■ **The request**:
Extract every line of the rows below that contains the word "jacket". Copy each such line in full.

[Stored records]

'''

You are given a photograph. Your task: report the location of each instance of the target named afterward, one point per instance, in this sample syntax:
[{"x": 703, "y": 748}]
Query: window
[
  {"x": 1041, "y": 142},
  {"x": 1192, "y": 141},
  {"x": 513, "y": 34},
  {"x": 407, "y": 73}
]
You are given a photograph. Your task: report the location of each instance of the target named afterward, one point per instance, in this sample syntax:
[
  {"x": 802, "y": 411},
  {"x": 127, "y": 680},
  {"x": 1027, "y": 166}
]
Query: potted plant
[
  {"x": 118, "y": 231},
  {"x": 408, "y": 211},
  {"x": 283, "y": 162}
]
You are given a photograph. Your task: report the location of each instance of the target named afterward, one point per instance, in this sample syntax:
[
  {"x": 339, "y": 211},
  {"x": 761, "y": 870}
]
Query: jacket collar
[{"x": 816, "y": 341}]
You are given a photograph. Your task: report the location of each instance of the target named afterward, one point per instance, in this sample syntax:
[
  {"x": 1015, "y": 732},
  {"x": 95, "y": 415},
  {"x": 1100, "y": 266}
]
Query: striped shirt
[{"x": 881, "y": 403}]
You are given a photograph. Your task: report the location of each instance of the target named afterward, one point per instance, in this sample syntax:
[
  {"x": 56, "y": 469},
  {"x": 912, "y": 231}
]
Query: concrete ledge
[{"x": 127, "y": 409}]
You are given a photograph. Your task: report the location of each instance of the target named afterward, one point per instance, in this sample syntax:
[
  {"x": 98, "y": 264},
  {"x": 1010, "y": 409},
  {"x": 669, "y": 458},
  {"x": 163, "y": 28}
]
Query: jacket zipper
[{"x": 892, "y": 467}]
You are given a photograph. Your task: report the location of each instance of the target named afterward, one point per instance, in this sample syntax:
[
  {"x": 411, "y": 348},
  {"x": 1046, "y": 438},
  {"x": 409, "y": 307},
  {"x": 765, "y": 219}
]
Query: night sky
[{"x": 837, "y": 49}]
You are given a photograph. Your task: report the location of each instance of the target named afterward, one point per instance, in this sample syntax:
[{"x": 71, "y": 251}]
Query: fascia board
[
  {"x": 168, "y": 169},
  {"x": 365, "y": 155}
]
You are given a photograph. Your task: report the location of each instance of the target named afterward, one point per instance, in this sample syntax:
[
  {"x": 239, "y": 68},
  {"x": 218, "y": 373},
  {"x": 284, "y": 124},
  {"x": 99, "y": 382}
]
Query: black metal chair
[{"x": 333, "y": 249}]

'''

■ **Final result**:
Query: jacket collar
Query: jacket zipper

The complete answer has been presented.